Exercise description. Find each line in the records below that contains the string "woman" and copy it. Letter case must match.

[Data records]
+ + +
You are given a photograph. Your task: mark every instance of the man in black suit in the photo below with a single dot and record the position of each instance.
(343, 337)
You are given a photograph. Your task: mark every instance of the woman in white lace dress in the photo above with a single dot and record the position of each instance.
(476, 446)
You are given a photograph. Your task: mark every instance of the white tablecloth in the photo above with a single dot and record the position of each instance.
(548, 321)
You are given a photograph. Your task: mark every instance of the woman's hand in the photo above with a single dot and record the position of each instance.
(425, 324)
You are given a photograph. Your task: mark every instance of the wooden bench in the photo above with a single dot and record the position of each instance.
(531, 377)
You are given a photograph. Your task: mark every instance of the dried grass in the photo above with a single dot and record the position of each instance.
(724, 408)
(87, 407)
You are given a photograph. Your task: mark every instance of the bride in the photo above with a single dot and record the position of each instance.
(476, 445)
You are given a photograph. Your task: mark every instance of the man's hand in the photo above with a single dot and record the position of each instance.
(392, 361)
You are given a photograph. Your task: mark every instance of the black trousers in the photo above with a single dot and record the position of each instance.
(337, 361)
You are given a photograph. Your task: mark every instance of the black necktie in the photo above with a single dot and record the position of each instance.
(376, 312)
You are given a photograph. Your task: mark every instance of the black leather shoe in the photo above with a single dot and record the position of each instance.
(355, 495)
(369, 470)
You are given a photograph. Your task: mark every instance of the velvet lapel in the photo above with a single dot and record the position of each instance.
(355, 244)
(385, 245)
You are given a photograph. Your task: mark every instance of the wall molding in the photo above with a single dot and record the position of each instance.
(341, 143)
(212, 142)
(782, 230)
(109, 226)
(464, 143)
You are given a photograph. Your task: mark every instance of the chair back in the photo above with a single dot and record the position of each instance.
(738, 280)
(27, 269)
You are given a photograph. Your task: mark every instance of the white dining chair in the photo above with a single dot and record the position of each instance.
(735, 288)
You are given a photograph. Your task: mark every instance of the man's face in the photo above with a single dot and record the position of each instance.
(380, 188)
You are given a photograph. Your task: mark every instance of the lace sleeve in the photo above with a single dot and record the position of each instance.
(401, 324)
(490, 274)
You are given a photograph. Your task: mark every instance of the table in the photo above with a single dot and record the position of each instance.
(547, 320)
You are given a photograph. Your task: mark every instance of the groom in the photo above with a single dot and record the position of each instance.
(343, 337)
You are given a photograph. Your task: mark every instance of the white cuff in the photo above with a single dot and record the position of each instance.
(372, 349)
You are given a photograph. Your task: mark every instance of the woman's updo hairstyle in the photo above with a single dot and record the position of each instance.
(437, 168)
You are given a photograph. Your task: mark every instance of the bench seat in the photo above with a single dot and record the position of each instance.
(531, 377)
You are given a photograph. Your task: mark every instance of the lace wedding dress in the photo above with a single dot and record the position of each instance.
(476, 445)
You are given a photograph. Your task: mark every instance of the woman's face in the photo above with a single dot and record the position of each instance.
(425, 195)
+ + +
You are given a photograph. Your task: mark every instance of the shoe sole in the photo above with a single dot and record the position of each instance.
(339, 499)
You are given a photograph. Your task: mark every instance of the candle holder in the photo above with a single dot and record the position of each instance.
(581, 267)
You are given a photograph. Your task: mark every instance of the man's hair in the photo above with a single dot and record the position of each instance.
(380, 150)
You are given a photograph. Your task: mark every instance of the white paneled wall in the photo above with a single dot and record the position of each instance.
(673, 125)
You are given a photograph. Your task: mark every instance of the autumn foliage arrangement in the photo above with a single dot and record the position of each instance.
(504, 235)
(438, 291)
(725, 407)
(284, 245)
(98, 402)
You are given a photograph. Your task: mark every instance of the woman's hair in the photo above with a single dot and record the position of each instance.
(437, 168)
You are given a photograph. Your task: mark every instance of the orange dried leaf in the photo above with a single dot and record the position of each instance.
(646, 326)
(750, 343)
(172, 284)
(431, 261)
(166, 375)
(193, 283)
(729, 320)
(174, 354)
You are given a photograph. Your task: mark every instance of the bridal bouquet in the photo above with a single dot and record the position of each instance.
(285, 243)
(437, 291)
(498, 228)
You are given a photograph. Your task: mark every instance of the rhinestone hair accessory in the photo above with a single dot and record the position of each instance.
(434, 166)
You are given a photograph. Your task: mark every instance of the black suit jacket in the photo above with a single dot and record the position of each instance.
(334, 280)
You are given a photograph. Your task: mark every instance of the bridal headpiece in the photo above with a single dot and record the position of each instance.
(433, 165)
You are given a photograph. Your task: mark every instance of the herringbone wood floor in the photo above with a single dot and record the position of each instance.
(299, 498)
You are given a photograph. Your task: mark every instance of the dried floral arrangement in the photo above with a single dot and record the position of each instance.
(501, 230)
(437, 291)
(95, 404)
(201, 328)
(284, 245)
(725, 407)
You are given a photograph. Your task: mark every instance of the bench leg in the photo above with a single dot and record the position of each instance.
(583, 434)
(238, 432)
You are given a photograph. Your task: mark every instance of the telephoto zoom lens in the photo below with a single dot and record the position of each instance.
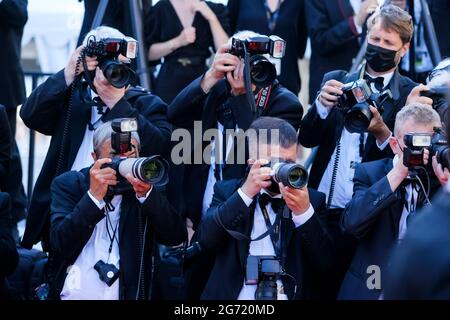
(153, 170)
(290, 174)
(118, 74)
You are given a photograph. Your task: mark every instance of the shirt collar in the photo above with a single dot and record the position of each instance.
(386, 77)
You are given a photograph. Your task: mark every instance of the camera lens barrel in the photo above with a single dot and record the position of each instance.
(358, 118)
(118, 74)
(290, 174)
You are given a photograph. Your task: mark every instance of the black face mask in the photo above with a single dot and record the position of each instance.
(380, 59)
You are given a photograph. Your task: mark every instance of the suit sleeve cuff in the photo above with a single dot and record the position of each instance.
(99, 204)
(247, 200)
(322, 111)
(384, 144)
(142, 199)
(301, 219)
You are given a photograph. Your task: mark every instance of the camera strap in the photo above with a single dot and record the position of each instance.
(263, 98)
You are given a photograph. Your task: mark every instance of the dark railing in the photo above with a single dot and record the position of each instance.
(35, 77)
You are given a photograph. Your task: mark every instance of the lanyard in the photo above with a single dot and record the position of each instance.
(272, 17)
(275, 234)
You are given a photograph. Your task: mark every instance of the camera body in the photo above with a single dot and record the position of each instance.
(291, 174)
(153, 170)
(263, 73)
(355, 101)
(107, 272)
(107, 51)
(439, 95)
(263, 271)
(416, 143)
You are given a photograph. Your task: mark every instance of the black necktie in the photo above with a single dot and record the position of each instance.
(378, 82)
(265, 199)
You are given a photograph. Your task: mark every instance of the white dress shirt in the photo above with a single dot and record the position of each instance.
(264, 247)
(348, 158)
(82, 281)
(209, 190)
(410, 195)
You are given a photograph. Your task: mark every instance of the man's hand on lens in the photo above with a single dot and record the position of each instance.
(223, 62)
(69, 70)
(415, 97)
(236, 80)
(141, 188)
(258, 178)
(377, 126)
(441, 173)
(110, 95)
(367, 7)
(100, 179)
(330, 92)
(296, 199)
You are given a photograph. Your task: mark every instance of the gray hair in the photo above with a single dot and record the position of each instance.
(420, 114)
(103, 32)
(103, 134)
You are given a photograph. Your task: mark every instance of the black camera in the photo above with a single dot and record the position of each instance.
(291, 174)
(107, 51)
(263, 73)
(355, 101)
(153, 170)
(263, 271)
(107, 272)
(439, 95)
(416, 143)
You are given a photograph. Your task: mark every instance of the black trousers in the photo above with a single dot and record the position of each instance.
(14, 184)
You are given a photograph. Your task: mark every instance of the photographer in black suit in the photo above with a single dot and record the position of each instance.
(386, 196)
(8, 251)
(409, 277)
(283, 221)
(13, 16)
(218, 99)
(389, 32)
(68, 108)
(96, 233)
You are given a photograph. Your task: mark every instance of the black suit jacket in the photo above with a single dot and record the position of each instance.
+ + +
Answer to the problem.
You are given a photograph. Your task: mark every instance of the woman in white lace dress in the photo above with a single dot and record the position of each instance.
You are given a photograph. Your task: mark every instance of the woman's hand in the photo above with a single dot and record the position of each instance.
You are given a photograph. Your task: mark every instance of the woman's updo hairstyle in the photo above with a single dot and record the position of each instance.
You are given a photograph. Your task: mark every instance of the woman's face in the photo above with a single dot and record the position of each instance.
You are given a photograph. Your task: mark every instance of the woman's hair in the photo above with a single dot and record the position of each instance.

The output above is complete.